* _Data entries_:
__________

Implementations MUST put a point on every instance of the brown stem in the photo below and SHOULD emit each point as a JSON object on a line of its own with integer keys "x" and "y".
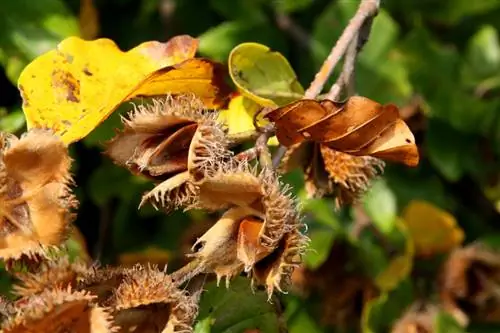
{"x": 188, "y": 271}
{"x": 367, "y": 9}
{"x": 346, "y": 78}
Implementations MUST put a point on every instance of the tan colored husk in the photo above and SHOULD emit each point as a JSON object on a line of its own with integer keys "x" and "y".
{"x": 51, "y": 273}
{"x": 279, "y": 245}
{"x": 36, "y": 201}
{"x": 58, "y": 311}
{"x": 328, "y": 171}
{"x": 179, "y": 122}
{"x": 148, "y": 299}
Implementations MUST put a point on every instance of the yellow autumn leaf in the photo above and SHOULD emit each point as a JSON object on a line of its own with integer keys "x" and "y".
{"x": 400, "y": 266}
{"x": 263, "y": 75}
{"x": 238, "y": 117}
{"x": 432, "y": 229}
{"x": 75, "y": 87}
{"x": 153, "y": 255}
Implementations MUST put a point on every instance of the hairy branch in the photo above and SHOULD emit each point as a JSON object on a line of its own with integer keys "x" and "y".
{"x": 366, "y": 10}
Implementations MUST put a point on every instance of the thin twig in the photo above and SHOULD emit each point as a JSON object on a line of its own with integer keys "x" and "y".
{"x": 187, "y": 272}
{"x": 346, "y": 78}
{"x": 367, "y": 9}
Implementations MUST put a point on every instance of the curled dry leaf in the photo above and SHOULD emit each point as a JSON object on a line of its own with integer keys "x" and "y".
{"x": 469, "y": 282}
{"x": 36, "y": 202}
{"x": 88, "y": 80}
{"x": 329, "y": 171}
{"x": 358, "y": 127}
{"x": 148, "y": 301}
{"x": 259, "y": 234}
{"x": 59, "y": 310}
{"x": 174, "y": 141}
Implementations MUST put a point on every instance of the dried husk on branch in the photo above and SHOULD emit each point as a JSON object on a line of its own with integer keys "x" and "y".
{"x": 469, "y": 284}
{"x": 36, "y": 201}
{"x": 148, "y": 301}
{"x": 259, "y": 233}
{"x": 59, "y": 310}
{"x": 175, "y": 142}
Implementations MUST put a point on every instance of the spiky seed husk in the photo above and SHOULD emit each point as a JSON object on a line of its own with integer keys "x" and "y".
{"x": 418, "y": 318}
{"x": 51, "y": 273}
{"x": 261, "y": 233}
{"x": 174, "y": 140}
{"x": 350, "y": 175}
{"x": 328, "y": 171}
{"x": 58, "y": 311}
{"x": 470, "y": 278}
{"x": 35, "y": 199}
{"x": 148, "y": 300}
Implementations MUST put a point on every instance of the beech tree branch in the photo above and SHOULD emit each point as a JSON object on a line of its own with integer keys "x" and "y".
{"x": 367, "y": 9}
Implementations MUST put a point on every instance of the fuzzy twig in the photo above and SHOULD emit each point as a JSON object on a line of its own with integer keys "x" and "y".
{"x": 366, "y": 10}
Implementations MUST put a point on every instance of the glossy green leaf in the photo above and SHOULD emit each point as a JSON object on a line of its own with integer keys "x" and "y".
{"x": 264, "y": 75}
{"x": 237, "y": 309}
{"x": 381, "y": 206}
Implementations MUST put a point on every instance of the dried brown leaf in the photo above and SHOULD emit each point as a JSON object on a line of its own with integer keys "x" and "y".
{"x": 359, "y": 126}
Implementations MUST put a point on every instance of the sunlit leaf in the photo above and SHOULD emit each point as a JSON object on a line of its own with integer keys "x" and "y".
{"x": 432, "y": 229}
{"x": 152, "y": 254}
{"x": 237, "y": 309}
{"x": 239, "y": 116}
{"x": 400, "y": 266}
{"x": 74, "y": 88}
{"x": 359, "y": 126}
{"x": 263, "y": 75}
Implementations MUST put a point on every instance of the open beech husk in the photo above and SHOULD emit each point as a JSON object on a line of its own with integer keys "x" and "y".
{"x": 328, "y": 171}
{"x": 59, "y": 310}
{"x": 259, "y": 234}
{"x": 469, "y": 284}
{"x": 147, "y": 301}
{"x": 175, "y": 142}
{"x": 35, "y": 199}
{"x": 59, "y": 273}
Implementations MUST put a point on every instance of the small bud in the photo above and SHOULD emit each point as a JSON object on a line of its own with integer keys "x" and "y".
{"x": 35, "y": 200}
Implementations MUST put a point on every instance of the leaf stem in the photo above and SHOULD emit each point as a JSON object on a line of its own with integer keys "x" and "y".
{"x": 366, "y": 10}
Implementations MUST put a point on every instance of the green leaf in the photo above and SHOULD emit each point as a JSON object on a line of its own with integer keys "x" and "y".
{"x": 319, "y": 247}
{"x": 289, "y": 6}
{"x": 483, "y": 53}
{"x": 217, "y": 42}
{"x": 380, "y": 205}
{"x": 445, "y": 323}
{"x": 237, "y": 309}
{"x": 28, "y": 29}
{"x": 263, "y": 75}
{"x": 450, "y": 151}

__________

Duplicate every line of the listing above verbatim, omitting the picture.

* _OUTPUT OF THE TASK_:
Implementations MUST put a point on every instance of the brown stem in the photo below and SHOULD emit each point as a JSON object on a line of its own with integer keys "x" and "y".
{"x": 188, "y": 271}
{"x": 367, "y": 9}
{"x": 346, "y": 78}
Implementations MUST put a point on every instance of the tan colored husk in the photo above and SHOULD emit each point as a JSON object on a line of its own with integer keys "x" and "y".
{"x": 51, "y": 273}
{"x": 279, "y": 245}
{"x": 36, "y": 201}
{"x": 58, "y": 311}
{"x": 328, "y": 171}
{"x": 179, "y": 122}
{"x": 148, "y": 299}
Implementations MUST put a point on every instance of the yellow autumn leaf in the photo above and SHOULD emit each point as a JSON object on a line of its own with integer keys "x" and "y".
{"x": 400, "y": 266}
{"x": 263, "y": 75}
{"x": 238, "y": 117}
{"x": 432, "y": 229}
{"x": 75, "y": 87}
{"x": 153, "y": 255}
Implementations MUST put a point on every instance of the hairy branch in the photo above and SHOULD emit each point as a JSON object on a line of its own with integer keys "x" and "y".
{"x": 366, "y": 10}
Implementations MUST put a point on every instance of the thin twig in the photo above and SHOULD emit each point as a JSON object on a line of its own with integer keys "x" and "y".
{"x": 187, "y": 272}
{"x": 346, "y": 78}
{"x": 367, "y": 9}
Implementations MUST put a point on every instance of the curled dry leaf in the photo above and SHOULD emit each point as a JSON object on a line of its own with integer keys "x" and "y".
{"x": 469, "y": 282}
{"x": 36, "y": 202}
{"x": 88, "y": 80}
{"x": 329, "y": 171}
{"x": 358, "y": 127}
{"x": 148, "y": 301}
{"x": 259, "y": 234}
{"x": 59, "y": 310}
{"x": 174, "y": 141}
Implementations MUST put a point on every instance of the dried husk on branch in the photo above and SHOULD emit each point as a JSON object on a line of its own with integer keys "x" and "y".
{"x": 469, "y": 284}
{"x": 36, "y": 201}
{"x": 148, "y": 301}
{"x": 259, "y": 233}
{"x": 59, "y": 310}
{"x": 175, "y": 142}
Implementations MUST put a point on every instance of the spiky seed husk in the photo above and SHOULD emit each point as a JSON object on a line of its own with integer keys "x" and "y".
{"x": 418, "y": 318}
{"x": 51, "y": 273}
{"x": 261, "y": 233}
{"x": 174, "y": 140}
{"x": 350, "y": 175}
{"x": 328, "y": 171}
{"x": 58, "y": 311}
{"x": 470, "y": 278}
{"x": 35, "y": 199}
{"x": 148, "y": 300}
Implementations MUST put a point on every instance of the beech tree branch in the photo above and SHOULD emit each point as a JSON object on a line of its own with integer keys "x" and "y".
{"x": 367, "y": 9}
Implementations MUST put a point on every instance of the fuzzy twig in the photo above and SHOULD emit each point as a JSON object on a line of its own with integer keys "x" and "y".
{"x": 366, "y": 10}
Implementations MUST put a point on every instance of the glossy green leaf in the photo above and SHOULD emit each point as a JSON object on a line of its own with integer keys "x" and "y".
{"x": 264, "y": 75}
{"x": 237, "y": 309}
{"x": 381, "y": 206}
Implementations MUST put a point on every instance of the dried brown leaf in the photo above and SHOULD emit each point as a JSON object on a line of its own with integer keys "x" and "y".
{"x": 359, "y": 126}
Implementations MUST put a point on every instance of the sunlit leaf in the photo above and SHOULD emit each point as a JSON object on a line of its own with integer keys "x" and "y".
{"x": 432, "y": 229}
{"x": 152, "y": 254}
{"x": 237, "y": 309}
{"x": 239, "y": 116}
{"x": 400, "y": 266}
{"x": 74, "y": 88}
{"x": 359, "y": 126}
{"x": 263, "y": 75}
Implementations MUST put a point on every instance of the open beech husk in the photo above and SHOULD emit each point as a JSON object on a line of its own with integer keys "x" and "y".
{"x": 328, "y": 171}
{"x": 59, "y": 310}
{"x": 259, "y": 234}
{"x": 469, "y": 284}
{"x": 147, "y": 301}
{"x": 175, "y": 142}
{"x": 35, "y": 199}
{"x": 59, "y": 273}
Implementations MUST put a point on every instance of the small bud in the photo above and SHOULD emit each point as a JSON object on a line of its own with integer keys "x" and "y".
{"x": 35, "y": 200}
Implementations MUST put a point on every instance of the leaf stem in the photo above and SHOULD emit each point as a JSON object on a line of its own with integer keys "x" and "y".
{"x": 366, "y": 10}
Implementations MUST put a point on every instance of the green leaf in the photo above and SHOULD emit each point as a JSON object on a line of its own with integer keys "x" and "y".
{"x": 319, "y": 247}
{"x": 289, "y": 6}
{"x": 483, "y": 53}
{"x": 217, "y": 42}
{"x": 380, "y": 205}
{"x": 445, "y": 323}
{"x": 237, "y": 309}
{"x": 28, "y": 29}
{"x": 263, "y": 75}
{"x": 450, "y": 151}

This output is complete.